_Task requirements_
Given the records that follow, return each one verbatim.

_Given records_
++++++++
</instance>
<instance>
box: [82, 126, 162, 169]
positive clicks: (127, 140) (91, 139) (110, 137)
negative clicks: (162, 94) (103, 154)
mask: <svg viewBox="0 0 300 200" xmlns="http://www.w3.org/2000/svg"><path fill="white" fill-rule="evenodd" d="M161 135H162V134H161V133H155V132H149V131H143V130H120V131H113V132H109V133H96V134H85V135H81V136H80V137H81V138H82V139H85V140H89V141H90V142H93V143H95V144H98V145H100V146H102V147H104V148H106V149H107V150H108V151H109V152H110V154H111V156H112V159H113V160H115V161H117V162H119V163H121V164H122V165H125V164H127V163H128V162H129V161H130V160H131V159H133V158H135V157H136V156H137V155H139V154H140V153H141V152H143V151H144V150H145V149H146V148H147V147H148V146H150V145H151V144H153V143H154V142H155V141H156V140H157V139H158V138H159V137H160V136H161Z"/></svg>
++++++++
_Written response_
</instance>
<instance>
box: [82, 126, 162, 169]
positive clicks: (127, 140) (91, 139) (110, 137)
negative clicks: (162, 94) (103, 154)
mask: <svg viewBox="0 0 300 200" xmlns="http://www.w3.org/2000/svg"><path fill="white" fill-rule="evenodd" d="M161 135H162V134H161V133H155V132H149V131H143V130H120V131H113V132H109V133H96V134H85V135H81V136H80V137H81V138H82V139H85V140H89V141H90V142H93V143H95V144H98V145H100V146H102V147H104V148H106V149H107V150H108V151H109V152H110V154H111V156H112V159H113V160H115V161H117V162H119V163H121V164H122V165H125V164H127V163H128V162H129V161H130V160H131V159H133V158H135V157H136V156H137V155H139V154H140V153H141V152H143V151H144V150H145V149H146V148H147V147H148V146H150V145H151V144H153V143H154V142H155V141H156V140H157V139H158V138H159V137H160V136H161Z"/></svg>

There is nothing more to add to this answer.